Dort angekommen, empfing uns eine Mitarbeiterin und führte uns durch das ansprechende Restaurant
Interieur
gleich raus auf die Terrasse mit perfektem Blick auf die Ostsee! Die Servicedame kannte offensichtlich die
Reaktionen neuer Gäste, hielt sich dezent im Hintergrund und wir durften erst einmal ungestört den Ausblick genießen.
Ausblick!
Dann wies sie auf unsere Chillecke mit bequemen Loungemöbeln und bot ein Glas Champagner an.
Keine Frage, dass dies der richtige Auftakt an diesem Ort war!
Die Menükarte mit angebotener Weinreise lag bereits für uns bereit.
Das komplette Menü
Ebenso unser Apéro:
Tatar von der Norweger Jakobsmuschel mit Yuzu, Miso, Shiso-Öl, Kokoswasser & Kokosessig.
# # #
Was bot die Servicedame laut dem Seitenauszug an, als sie auf die Chillecke hinwies? Bitte antworte kurz.

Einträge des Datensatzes
# # #
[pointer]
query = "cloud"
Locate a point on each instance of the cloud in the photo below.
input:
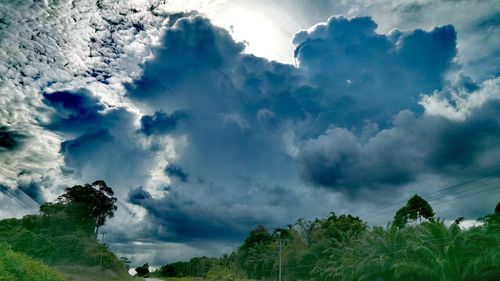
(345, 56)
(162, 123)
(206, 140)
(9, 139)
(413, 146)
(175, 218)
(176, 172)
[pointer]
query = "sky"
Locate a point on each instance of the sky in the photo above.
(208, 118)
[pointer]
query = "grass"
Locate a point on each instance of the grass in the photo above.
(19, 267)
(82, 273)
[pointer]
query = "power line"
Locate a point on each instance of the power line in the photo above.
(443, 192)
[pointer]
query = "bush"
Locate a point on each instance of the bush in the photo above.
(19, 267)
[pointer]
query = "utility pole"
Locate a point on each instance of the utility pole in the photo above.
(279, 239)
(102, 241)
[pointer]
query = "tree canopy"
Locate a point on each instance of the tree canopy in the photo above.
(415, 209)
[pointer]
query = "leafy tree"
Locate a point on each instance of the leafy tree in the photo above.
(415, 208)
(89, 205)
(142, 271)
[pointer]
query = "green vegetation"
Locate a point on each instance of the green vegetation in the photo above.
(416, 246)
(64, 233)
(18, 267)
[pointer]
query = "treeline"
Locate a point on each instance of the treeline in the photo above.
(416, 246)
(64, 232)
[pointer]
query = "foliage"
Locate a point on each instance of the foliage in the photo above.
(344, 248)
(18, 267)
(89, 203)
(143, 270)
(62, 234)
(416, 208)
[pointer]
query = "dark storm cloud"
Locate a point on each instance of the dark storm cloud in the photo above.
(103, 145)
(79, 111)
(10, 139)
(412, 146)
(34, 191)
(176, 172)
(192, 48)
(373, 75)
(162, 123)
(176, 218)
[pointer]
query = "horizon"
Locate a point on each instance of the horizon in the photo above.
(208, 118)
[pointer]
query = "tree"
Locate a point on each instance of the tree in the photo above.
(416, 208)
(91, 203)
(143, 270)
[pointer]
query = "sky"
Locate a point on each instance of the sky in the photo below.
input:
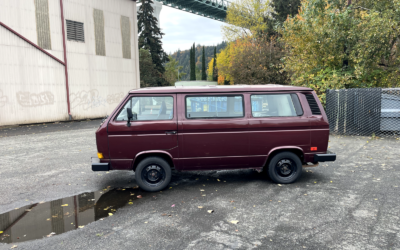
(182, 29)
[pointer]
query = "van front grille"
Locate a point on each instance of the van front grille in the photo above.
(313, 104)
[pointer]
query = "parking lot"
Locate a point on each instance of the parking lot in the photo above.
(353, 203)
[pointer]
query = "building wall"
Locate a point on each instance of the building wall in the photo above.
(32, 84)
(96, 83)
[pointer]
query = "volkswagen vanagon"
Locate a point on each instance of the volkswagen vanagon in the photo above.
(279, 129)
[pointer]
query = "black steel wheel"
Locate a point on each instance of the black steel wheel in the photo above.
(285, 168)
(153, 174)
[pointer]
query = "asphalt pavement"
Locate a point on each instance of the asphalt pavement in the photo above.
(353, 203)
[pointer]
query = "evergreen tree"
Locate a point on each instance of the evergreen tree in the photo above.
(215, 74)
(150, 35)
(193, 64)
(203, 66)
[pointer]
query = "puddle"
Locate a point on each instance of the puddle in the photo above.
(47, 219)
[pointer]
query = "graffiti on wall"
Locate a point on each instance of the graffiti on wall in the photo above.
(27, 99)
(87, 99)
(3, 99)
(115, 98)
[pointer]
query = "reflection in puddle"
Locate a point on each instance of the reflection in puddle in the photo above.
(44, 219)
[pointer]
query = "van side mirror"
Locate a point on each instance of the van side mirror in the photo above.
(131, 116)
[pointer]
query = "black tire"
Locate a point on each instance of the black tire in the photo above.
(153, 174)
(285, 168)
# # #
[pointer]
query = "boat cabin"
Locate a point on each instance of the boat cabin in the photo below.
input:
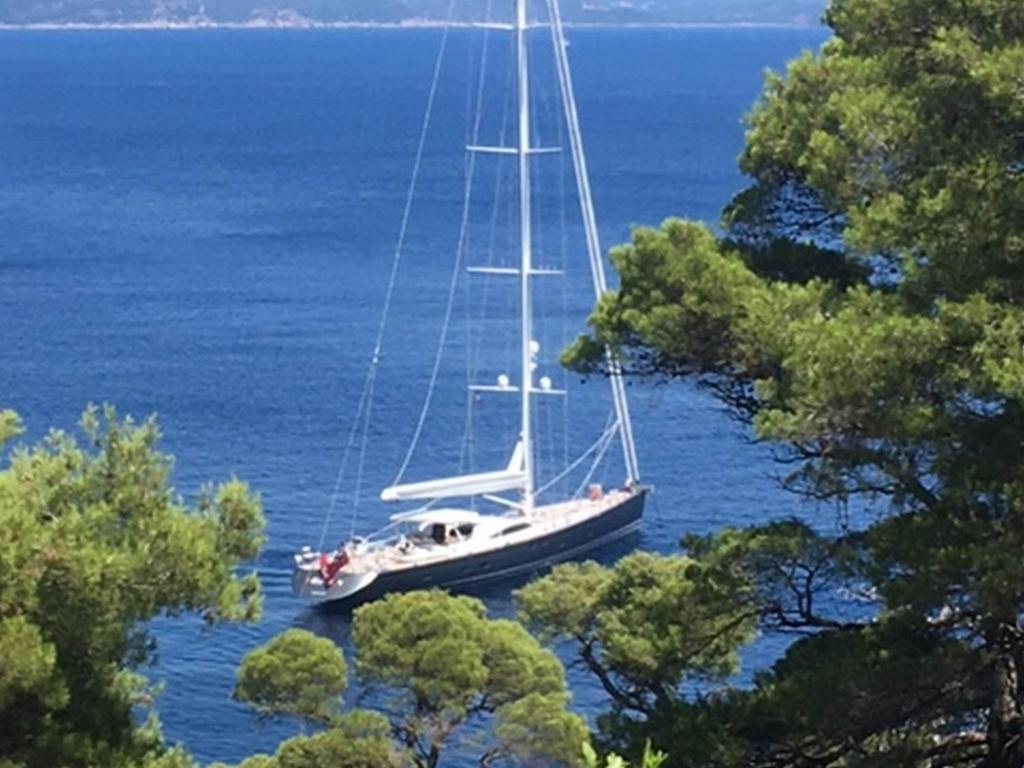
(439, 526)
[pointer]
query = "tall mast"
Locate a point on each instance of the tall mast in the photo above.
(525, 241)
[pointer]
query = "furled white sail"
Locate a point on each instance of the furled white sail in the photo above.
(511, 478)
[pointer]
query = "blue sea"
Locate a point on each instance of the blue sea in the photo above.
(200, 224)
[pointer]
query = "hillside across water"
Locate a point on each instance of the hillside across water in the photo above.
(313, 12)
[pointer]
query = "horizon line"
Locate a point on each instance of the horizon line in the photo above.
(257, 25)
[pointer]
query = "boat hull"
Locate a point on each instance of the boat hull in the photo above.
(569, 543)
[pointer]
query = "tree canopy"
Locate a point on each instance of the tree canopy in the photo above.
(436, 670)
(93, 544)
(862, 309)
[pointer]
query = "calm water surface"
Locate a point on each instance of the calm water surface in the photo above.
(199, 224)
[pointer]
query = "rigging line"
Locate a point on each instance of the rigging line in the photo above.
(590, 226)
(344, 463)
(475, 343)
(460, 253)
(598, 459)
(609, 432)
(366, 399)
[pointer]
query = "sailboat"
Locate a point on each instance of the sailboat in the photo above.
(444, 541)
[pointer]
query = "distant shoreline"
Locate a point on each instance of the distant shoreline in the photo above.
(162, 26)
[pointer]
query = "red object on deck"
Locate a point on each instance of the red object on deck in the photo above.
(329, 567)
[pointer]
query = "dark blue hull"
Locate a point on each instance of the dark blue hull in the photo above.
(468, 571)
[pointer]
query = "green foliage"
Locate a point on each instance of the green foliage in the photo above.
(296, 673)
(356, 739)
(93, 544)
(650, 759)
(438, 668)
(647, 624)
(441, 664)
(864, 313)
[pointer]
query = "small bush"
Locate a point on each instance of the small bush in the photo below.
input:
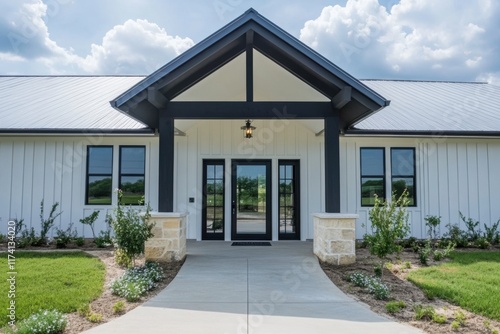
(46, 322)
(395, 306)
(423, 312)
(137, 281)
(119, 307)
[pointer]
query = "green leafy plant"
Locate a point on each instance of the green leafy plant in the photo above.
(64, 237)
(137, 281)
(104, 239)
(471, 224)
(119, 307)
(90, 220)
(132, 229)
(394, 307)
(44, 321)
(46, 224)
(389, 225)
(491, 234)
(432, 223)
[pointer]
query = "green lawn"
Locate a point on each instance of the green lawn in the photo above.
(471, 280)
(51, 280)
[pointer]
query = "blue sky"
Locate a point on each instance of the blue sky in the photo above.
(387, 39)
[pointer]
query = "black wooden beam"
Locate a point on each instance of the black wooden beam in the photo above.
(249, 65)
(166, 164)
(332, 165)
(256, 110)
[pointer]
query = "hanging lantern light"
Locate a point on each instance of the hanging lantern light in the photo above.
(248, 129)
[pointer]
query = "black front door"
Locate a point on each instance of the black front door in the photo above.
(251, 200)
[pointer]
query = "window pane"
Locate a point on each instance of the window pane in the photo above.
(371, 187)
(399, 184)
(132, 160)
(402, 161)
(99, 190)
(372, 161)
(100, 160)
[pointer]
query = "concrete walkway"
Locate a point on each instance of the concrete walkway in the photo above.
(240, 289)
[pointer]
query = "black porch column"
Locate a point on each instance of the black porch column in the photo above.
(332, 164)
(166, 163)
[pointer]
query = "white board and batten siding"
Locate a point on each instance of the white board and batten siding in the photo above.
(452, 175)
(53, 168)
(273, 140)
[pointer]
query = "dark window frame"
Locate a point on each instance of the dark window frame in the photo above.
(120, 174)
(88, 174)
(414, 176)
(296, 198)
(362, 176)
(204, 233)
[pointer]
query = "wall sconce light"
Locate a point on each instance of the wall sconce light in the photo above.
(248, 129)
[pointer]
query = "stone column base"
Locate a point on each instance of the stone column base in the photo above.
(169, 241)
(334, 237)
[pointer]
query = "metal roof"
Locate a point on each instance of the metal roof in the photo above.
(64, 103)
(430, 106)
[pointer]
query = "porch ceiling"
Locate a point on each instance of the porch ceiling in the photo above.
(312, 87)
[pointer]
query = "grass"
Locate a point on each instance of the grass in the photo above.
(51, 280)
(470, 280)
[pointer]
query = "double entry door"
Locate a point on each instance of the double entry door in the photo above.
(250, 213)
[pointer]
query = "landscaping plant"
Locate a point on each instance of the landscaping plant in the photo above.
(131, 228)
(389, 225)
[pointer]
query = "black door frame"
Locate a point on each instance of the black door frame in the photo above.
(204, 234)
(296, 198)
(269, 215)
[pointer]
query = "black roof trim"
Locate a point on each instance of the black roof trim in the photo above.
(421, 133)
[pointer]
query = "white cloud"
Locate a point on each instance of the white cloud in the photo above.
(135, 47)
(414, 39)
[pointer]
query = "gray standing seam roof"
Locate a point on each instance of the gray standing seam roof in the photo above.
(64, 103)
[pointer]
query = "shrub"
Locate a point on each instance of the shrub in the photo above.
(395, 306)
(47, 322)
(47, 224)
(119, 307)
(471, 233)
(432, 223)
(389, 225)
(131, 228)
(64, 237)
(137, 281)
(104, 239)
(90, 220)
# # #
[Antwort]: Ein Glas Champagner.